- **Goal 1**: In the forum thread below about CudaMallocPitch and CudaMemcpy2D, what GPU and CUDA version does the poster use?

CudaMallocPitch and CudaMemcpy2D

Hi,
I’m currentyly trying to pass a 2d array to cuda with CudaMalloc pitch and CudaMemcpy2D.The only value i get is pointer and i don’t understand why?

This is an exemple of my code:

double** busdata;
	double** linedata;
	int i_bus=4;
	int j_bus=10;
	int i_line=4;
	int j_line=6;
// We initializa the Host matrice
try{
		busdata=new(double*[i_bus]);
		for(int i=0; i<i_bus;i++){
			busdata[i]=new(double[j_bus]);
		}
		linedata=new(double*[i_line]);
		for(int i=0;i<i_line;i++){
			linedata[i]=new(double[j_line]);
		}

	}catch(std::bad_alloc& ba){
		 std::cerr << "bad_alloc caught: " << ba.what() << '\n';
	}

        size_t bus_pitch;
	size_t line_pitch;
	double* device_busdata;
	double* device_linedata;
        //Here I allocate the device matrice
        cudaStatus =cudaMallocPitch(&device_linedata,&line_pitch,j_line*sizeof(double),i_line);
	if(cudaStatus!=cudaSuccess){
		fprintf(stderr,"cudaMalloc failed.");
		goto Error;
	}
	cudaStatus =cudaMallocPitch(&device_busdata,&bus_pitch,j_bus*sizeof(double),i_bus);
	if(cudaStatus!=cudaSuccess){
		fprintf(stderr,"cudaMalloc failed.");
		goto Error;
	}
	//Copy of the data from the CPU to the GPU
	cudaStatus=cudaMemcpy2D(device_busdata,bus_pitch,busdata,j_bus*sizeof(double),j_bus*sizeof(double),i_bus,cudaMemcpyHostToDevice);
	if(cudaStatus!=cudaSuccess){
		fprintf(stderr,"cudaMemcpy failed.");
		goto Error;
	}
	
	cudaStatus=cudaMemcpy2D(device_linedata,line_pitch,linedata,j_line*sizeof(double),j_line*sizeof(double),i_line,cudaMemcpyHostToDevice);
	if(cudaStatus!=cudaSuccess){
		fprintf(stderr,"cudaMemcpy failed.");
		goto Error;
	}

That’s how i allocate and send the data in the GPU. But when i try to use it with this code:

__global__ void ComputeN(double* busdata, int buspitch,int* npq, double* Pq ){
	int tid= blockDim.x*blockIdx.x+threadIdx.x;
	double* row= (double*) ((char*) busdata+tid*buspitch);
	double type=roundf(row[1]);
	if(type==3){
		atomicAdd(npq,1);
		Pq[*npq]=type;
	}

}

I always get bad results like 3.83797400846176e-270. I supposed it’s a memory address and not the data i’ve copied.

I know there is a lot of subject on this theme like this one :https://devtalk.nvidia.com/default/topic/521887/cudamallocpitch-cudamemcpy2d-want-to-check-if-the-copy-of-2d-data-between-host-and-dev-is-work/
But I don’t even know why my value don’t go to the GPU…
I’m using a GTX 860 M whith Cuda 7.0

Thank you in advance

Despite the naming, cudaMemcpy2D is not designed to handle double-pointer (**) types (take a look at the documentation for it - none of the parameters are double-pointer types). Therefore this line is not valid:

cudaStatus=cudaMemcpy2D(device_busdata,bus_pitch,busdata,j_bus*sizeof(double),j_bus*sizeof(double),i_bus,cudaMemcpyHostToDevice);

You cannot pass busdata as the 3rd parameter. The function prototype expects a single pointer reference there.

- **Given data**:
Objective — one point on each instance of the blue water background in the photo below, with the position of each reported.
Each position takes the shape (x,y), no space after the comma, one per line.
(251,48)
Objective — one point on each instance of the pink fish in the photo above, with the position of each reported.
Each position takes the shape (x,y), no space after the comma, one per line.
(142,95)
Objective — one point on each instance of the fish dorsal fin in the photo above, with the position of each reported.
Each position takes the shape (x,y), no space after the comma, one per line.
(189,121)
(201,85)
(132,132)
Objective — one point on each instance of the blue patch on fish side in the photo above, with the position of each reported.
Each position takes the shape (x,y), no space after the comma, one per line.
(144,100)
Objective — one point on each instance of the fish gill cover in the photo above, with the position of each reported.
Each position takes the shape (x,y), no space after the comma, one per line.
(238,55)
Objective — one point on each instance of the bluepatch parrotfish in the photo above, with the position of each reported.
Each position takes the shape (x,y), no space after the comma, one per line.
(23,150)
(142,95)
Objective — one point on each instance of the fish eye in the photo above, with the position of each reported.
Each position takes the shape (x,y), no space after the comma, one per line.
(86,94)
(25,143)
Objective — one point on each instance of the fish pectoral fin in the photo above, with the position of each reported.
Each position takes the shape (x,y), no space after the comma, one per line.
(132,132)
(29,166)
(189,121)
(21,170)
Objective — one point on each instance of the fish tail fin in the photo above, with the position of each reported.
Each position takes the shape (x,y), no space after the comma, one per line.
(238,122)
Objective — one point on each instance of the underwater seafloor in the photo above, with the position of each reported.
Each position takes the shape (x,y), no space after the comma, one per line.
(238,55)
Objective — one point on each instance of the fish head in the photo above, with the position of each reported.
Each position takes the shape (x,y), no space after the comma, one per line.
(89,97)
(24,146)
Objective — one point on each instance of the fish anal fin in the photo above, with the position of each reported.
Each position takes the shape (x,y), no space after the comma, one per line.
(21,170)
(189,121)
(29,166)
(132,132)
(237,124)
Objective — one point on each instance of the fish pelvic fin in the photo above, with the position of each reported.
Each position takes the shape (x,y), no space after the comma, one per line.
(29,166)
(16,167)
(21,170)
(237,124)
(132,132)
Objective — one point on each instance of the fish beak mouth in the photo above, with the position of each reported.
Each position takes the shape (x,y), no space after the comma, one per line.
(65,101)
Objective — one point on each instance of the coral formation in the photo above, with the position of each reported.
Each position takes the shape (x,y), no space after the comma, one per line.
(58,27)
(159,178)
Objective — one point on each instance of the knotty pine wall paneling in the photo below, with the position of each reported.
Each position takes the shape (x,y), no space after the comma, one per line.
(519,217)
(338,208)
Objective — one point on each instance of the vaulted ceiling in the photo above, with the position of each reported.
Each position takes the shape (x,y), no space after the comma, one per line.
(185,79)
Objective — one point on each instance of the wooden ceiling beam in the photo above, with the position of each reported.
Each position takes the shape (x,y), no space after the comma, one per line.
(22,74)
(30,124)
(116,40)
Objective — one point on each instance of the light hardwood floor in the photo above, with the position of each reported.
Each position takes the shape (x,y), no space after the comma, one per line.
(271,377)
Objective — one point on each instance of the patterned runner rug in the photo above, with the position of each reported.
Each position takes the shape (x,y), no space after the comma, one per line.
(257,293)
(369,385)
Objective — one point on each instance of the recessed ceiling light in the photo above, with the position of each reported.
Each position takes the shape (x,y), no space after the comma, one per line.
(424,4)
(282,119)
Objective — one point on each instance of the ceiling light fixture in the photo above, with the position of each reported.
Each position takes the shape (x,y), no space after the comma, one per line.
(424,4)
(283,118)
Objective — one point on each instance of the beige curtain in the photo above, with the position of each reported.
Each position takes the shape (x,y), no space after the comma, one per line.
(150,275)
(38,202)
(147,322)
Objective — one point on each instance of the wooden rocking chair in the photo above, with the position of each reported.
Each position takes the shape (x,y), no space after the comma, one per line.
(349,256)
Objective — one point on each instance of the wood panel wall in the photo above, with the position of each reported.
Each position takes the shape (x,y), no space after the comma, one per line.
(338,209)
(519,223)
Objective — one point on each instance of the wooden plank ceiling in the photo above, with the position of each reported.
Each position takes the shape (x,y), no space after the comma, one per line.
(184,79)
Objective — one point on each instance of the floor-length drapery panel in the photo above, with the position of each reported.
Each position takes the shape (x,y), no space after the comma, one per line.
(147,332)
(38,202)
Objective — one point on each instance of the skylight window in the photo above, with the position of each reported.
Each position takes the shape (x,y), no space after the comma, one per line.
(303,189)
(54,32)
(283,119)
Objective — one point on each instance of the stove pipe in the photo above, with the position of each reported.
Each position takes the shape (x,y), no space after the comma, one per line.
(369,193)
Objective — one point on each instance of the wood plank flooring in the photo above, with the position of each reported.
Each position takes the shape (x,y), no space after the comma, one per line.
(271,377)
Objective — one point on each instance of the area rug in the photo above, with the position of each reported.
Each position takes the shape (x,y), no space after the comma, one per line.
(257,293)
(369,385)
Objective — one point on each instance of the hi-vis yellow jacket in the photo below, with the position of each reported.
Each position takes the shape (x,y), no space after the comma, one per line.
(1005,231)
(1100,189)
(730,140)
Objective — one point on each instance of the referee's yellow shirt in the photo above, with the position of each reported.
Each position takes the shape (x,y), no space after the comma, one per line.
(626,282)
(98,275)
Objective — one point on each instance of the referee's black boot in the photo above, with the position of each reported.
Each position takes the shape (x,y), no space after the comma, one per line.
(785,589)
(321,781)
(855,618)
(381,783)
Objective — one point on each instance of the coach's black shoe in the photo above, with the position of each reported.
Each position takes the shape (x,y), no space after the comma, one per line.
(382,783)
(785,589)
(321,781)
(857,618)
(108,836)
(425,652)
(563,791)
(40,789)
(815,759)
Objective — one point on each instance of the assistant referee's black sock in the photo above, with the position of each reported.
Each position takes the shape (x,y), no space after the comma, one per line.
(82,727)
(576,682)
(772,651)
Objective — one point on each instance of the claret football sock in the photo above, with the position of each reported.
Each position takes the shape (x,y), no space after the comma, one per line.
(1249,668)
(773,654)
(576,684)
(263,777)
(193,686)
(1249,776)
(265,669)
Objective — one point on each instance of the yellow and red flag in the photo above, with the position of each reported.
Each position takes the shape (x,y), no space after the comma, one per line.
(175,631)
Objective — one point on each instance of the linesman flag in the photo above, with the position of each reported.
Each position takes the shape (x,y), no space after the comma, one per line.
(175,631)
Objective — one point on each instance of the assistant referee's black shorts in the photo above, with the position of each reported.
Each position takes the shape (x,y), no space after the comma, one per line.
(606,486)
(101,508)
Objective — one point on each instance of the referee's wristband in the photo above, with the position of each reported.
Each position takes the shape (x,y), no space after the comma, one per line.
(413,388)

- **Goal 2**: Please find each line in the records above that contains the word "plank", and copy those lines out in full.

- **Final answer 1**: A GTX 860 M with CUDA 7.0.

- **Final answer 2**:
Objective — one point on each instance of the wooden plank ceiling in the photo above, with the position of each reported.
Objective — one point on each instance of the wood plank flooring in the photo above, with the position of each reported.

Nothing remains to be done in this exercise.